═══ RECORDS TO USE
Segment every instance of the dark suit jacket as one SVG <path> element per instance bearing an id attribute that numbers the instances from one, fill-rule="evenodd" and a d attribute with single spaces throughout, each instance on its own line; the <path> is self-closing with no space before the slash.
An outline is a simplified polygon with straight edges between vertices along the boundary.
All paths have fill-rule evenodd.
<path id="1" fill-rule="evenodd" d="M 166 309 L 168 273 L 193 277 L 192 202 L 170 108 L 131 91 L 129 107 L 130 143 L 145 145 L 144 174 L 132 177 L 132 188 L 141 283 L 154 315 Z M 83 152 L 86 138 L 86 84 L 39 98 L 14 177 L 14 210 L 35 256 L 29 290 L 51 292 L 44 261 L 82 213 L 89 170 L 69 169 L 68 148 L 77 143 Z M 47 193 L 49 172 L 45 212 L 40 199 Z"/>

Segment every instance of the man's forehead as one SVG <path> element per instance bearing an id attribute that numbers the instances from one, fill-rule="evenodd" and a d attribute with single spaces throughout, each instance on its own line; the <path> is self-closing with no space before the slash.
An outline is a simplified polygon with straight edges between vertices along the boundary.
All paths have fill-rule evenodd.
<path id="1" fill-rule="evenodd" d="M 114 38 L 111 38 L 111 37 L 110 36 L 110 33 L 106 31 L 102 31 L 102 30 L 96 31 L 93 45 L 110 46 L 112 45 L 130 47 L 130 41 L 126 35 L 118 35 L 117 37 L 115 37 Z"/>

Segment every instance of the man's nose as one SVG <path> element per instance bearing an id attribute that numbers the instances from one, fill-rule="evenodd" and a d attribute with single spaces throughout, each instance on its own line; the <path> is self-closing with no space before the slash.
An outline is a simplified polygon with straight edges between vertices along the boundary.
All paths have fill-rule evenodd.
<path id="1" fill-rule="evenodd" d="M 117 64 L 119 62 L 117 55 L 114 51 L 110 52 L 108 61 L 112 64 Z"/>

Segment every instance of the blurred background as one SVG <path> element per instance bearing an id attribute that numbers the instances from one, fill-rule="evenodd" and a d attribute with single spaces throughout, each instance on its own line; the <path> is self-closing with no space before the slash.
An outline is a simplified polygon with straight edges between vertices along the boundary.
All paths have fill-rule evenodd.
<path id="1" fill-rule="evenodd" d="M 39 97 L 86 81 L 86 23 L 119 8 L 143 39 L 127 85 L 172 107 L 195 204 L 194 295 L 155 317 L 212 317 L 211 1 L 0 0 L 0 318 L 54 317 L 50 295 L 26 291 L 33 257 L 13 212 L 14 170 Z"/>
══════
*AIM:* Please retype, without any change, the lines of the records above starting at the line that contains "Segment every instance of the blurred" and ending at the last line of the records, including both.

*TASK RESPONSE:*
Segment every instance of the blurred background as one SVG <path> element per instance bearing an id attribute that numbers the instances from one, fill-rule="evenodd" and a d attribute with single spaces throughout, each instance on its own line; the <path> is self-closing with no space before the slash.
An outline is a simplified polygon with straight edges between vertices along the boundary.
All paths have fill-rule evenodd.
<path id="1" fill-rule="evenodd" d="M 39 97 L 86 81 L 86 23 L 119 8 L 143 39 L 127 85 L 172 107 L 195 204 L 194 295 L 155 317 L 212 317 L 211 1 L 0 0 L 0 318 L 54 317 L 50 295 L 26 291 L 33 257 L 13 212 L 14 170 Z"/>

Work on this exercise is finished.